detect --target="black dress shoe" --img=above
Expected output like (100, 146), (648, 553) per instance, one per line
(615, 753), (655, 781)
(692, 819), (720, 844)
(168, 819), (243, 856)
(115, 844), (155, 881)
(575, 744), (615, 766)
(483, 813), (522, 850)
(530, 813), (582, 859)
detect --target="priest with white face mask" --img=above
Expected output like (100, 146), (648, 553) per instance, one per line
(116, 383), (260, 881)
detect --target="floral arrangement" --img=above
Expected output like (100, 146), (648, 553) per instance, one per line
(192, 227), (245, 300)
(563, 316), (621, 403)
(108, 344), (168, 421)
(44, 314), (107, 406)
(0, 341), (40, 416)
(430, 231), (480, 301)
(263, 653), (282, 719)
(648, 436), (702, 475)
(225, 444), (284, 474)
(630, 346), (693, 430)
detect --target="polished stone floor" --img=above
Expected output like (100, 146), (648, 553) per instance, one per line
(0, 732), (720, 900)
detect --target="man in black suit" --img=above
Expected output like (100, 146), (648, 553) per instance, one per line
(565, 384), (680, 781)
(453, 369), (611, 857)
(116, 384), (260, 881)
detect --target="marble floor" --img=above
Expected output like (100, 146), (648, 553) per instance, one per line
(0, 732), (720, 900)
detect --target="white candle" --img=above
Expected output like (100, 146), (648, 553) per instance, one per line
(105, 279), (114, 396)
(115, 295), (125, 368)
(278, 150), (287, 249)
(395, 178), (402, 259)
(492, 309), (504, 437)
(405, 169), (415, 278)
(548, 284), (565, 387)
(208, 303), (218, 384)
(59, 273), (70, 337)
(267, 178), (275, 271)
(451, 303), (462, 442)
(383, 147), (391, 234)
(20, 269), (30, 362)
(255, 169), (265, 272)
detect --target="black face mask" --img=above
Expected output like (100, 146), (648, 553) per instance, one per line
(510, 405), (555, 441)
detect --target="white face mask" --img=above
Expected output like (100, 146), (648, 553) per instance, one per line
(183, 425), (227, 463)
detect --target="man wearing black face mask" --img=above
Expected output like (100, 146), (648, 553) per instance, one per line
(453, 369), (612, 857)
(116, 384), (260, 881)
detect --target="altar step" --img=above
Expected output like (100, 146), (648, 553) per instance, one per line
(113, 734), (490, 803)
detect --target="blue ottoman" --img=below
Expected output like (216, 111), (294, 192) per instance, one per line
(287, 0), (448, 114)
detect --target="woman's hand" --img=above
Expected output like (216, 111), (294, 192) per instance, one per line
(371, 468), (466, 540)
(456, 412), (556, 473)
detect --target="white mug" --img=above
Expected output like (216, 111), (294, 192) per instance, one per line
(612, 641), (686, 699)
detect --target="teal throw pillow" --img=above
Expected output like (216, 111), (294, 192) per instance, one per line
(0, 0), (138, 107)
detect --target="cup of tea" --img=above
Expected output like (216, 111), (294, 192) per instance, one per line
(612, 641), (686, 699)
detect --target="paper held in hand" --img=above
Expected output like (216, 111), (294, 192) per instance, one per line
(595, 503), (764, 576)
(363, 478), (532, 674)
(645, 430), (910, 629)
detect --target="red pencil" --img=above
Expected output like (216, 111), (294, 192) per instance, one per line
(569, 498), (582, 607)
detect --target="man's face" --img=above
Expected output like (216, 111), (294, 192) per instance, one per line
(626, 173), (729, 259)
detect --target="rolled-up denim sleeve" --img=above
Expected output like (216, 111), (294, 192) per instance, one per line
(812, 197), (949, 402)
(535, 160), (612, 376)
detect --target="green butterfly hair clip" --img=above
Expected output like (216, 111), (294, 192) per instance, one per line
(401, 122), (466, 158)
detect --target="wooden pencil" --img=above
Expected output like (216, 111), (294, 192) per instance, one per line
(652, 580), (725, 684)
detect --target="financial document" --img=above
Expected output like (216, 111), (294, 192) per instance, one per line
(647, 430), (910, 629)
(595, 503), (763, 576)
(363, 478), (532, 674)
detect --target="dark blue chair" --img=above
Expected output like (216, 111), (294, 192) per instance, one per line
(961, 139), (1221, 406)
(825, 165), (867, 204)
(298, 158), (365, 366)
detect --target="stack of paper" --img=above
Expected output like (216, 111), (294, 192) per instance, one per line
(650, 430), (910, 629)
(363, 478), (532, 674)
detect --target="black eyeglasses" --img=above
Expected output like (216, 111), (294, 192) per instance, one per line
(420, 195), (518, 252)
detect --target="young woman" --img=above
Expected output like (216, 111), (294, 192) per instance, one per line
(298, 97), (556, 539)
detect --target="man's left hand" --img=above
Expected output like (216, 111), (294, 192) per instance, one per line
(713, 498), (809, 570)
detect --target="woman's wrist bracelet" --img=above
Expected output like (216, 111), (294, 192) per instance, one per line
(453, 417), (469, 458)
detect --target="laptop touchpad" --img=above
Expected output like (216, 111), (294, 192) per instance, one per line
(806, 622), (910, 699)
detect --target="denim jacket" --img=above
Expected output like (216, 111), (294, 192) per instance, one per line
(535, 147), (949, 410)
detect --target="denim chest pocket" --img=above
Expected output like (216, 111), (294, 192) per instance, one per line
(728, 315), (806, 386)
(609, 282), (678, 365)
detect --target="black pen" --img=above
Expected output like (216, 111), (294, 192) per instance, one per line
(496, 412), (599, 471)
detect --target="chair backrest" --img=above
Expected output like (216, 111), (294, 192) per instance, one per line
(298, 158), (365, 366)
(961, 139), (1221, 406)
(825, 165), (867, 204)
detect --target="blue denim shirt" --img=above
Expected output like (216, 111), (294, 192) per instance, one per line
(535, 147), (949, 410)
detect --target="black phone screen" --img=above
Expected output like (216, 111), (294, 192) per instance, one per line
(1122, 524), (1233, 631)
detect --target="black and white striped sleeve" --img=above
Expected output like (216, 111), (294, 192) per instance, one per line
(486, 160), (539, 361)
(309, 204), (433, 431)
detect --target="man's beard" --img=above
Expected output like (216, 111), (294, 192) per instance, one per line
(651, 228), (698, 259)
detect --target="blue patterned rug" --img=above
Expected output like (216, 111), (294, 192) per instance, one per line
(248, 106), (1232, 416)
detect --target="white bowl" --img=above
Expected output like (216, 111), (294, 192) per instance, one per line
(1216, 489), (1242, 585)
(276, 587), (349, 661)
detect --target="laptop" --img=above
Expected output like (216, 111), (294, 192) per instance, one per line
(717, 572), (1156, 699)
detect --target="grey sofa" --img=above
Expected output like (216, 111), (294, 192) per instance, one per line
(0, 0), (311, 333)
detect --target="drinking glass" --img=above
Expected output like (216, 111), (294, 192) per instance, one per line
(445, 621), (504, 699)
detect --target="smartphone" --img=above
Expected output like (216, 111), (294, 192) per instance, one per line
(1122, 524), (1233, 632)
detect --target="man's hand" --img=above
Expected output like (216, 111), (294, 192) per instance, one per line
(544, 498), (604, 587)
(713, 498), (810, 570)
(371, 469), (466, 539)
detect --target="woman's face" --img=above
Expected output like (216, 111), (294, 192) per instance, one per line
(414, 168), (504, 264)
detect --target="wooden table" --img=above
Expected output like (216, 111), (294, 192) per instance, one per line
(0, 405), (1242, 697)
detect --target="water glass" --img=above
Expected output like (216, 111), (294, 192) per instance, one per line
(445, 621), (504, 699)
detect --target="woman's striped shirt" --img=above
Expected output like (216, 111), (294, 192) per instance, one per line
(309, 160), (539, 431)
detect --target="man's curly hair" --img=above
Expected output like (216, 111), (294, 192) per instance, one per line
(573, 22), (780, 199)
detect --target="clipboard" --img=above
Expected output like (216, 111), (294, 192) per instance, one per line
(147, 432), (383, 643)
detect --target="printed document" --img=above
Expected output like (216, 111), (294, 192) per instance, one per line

WRITTEN EXERCISE:
Print all of the entries above again, word for word and in their original order.

ANSWER FOR THIS EXERCISE:
detect --target="black dress shoe" --img=above
Expected output like (100, 146), (648, 553) per instance, one per line
(615, 753), (655, 781)
(692, 819), (720, 844)
(168, 819), (243, 856)
(115, 844), (155, 881)
(575, 744), (615, 766)
(483, 813), (522, 850)
(530, 813), (582, 859)
detect --target="priest with white face mask" --img=above
Expected output like (100, 146), (648, 553) per instance, one per line
(116, 383), (260, 881)
detect --target="floral arrangement" --img=above
Expected output like (100, 146), (648, 553) per instance, one per line
(192, 227), (245, 300)
(563, 316), (621, 403)
(108, 344), (168, 421)
(44, 314), (107, 406)
(0, 341), (40, 416)
(430, 231), (480, 301)
(263, 653), (282, 719)
(648, 436), (702, 475)
(225, 444), (284, 474)
(630, 346), (693, 430)
detect --target="polished stone floor" --img=above
Expected output like (100, 146), (648, 553) per instance, one per line
(0, 732), (720, 900)
detect --target="man in black suit" --img=above
Expected output like (100, 146), (648, 553) per instance, one per line
(565, 384), (680, 781)
(453, 369), (611, 857)
(116, 384), (260, 881)
detect --target="marble floor" --img=above
Expected output like (100, 146), (648, 553) per instance, one per line
(0, 732), (720, 900)
detect --target="white candle" --img=above
Expected output like (100, 146), (648, 553) per instance, one per line
(105, 279), (114, 396)
(115, 295), (125, 368)
(278, 150), (287, 249)
(395, 178), (402, 259)
(492, 309), (504, 437)
(405, 169), (415, 278)
(548, 284), (565, 387)
(208, 303), (218, 384)
(59, 273), (70, 337)
(267, 178), (275, 271)
(451, 303), (462, 442)
(383, 147), (391, 234)
(20, 269), (30, 362)
(255, 169), (265, 272)
detect --target="black face mask" --img=above
Expected output like (100, 146), (648, 553) per instance, one per line
(510, 405), (555, 441)
detect --target="white face mask" --img=above
Expected output like (100, 146), (648, 553) per instance, one per line
(183, 425), (227, 463)
detect --target="man wearing black face mask" --img=above
Expected output like (100, 146), (648, 553) per instance, one per line
(453, 369), (612, 857)
(116, 384), (260, 881)
detect --target="altar step" --img=above
Expected output like (100, 146), (648, 553) per instance, one per line
(113, 734), (490, 803)
detect --target="blue ottoman" --img=below
Expected output like (216, 111), (294, 192) per instance, one per line
(287, 0), (448, 114)
detect --target="woman's hand" --img=above
Expected output like (216, 111), (294, 192) per instance, one per line
(371, 468), (466, 540)
(456, 412), (556, 473)
detect --target="white mug" --img=above
Expected output like (216, 111), (294, 192) per instance, one per line
(612, 641), (686, 699)
detect --target="teal throw pillow" --img=above
Expected output like (216, 111), (294, 192) per instance, one per line
(0, 0), (138, 107)
detect --target="cup of tea" --img=above
Expected output like (216, 111), (294, 192) per instance, one per line
(612, 641), (686, 699)
detect --target="paper held in hand" --img=above
Expected output like (216, 111), (294, 192) per instance, one per line
(595, 503), (764, 576)
(363, 478), (532, 674)
(645, 430), (910, 629)
detect --target="red pencil" --img=above
Expected output like (216, 111), (294, 192) per instance, one per line
(569, 498), (582, 607)
detect --target="man's face" --img=above
Expected output like (216, 111), (294, 192) per instance, one per line
(626, 173), (729, 259)
detect --target="rolled-up denim sleeve" --img=above
Expected output like (216, 111), (294, 192) per instance, one per line
(812, 197), (949, 402)
(535, 160), (612, 376)
detect --target="green butterfly hair clip" --img=above
Expected output like (216, 111), (294, 192) per instance, one per line
(401, 122), (466, 158)
detect --target="wooden pencil" --img=above
Expected output like (216, 111), (294, 192) per instance, one per line
(652, 580), (725, 684)
detect --target="financial document" --img=above
Expected output like (216, 111), (294, 192) per instance, one per line
(647, 430), (910, 629)
(595, 503), (763, 576)
(363, 478), (532, 674)
detect --target="dark blue chair" --img=above
Expected output like (216, 111), (294, 192) per instance, one per line
(961, 139), (1221, 406)
(825, 165), (867, 204)
(298, 158), (365, 366)
detect --target="stack of paper" --img=above
Expected output like (216, 111), (294, 192) per instance, one per line
(650, 430), (910, 629)
(363, 478), (532, 674)
detect --target="black eyeglasses" --img=above
Expected output like (216, 111), (294, 192) per instance, one per line
(420, 195), (518, 252)
detect --target="young woman" --img=above
Expected output like (216, 111), (294, 192) per instance, one per line
(298, 97), (556, 539)
detect --target="man's left hand" --img=above
Expected output like (216, 111), (294, 192) per instance, one per line
(713, 498), (809, 570)
detect --target="woman's wrist bracelet" --img=above
Expected output like (216, 111), (294, 192) per instance, one per line
(453, 417), (469, 458)
detect --target="laptop touchpad" --img=above
Expected output like (216, 111), (294, 192) per instance, one per line
(806, 622), (910, 699)
detect --target="denim jacket" --img=above
Expected output like (216, 111), (294, 192) per instance, one per line
(535, 147), (949, 410)
detect --target="denim chest pocket" --img=above
Expected output like (216, 111), (294, 192) per instance, one per line
(728, 315), (806, 386)
(609, 282), (678, 365)
detect --target="black pen" --img=above
Expected output like (216, 111), (294, 192) per instance, one per line
(496, 412), (599, 471)
detect --target="chair backrest" --img=above
Expected output like (216, 111), (294, 192) per instance, one per line
(298, 158), (365, 366)
(961, 139), (1221, 406)
(825, 165), (867, 204)
detect --target="blue denim shirt" --img=above
Expected output like (216, 111), (294, 192) per instance, one per line
(535, 147), (949, 410)
detect --target="black phone screen" --img=above
Expected output like (216, 111), (294, 192) per instance, one per line
(1122, 524), (1233, 631)
detect --target="black and white striped sleeve" --img=above
Expected output like (216, 111), (294, 192) per instance, one per line
(486, 160), (539, 361)
(309, 204), (433, 431)
detect --target="man's beard" --img=above
Expected output like (216, 111), (294, 192) per instance, one per line
(651, 228), (698, 259)
detect --target="blue patterned rug" --img=above
Expected output like (216, 111), (294, 192) per instance, one per line
(248, 106), (1232, 416)
detect --target="white bowl" --img=above
Expected output like (216, 111), (294, 192) per instance, one per line
(1216, 489), (1242, 585)
(276, 587), (349, 661)
detect --target="laptop" --img=above
Expected output like (216, 111), (294, 192) per instance, one per line
(717, 572), (1156, 699)
detect --target="grey sofa" --img=above
Expected output like (216, 111), (294, 192) per instance, one per line
(0, 0), (311, 333)
detect --target="drinking glass" --img=above
Expected output like (216, 111), (294, 192) per instance, one per line
(445, 621), (504, 699)
detect --target="smartphone" --img=above
Expected output like (216, 111), (294, 192) per instance, one per line
(1122, 524), (1233, 632)
detect --target="man's hand" --img=above
Expected output like (216, 111), (294, 192) per instance, one per line
(544, 498), (604, 587)
(713, 498), (810, 570)
(371, 469), (466, 539)
detect --target="woman's face" --img=above
Expected output like (216, 111), (294, 192) per instance, one per line
(414, 168), (504, 264)
detect --target="wooden table" --img=above
Expected output like (216, 111), (294, 192) per instance, one per line
(0, 405), (1242, 697)
detect --target="water glass" --img=above
Expected output like (216, 111), (294, 192) per instance, one per line
(445, 621), (504, 699)
detect --target="woman's striped shirt" --img=above
Expected output like (216, 111), (294, 192) per instance, one per line
(309, 160), (539, 431)
detect --target="man's curly hair" --img=above
Expected output like (216, 111), (294, 192) per instance, one per line
(573, 22), (780, 199)
detect --target="clipboard" --img=above
Expected output like (216, 111), (294, 192) per instance, one per line
(147, 432), (383, 643)
detect --target="printed document" --img=above
Expected output like (216, 111), (294, 192) per instance, one per line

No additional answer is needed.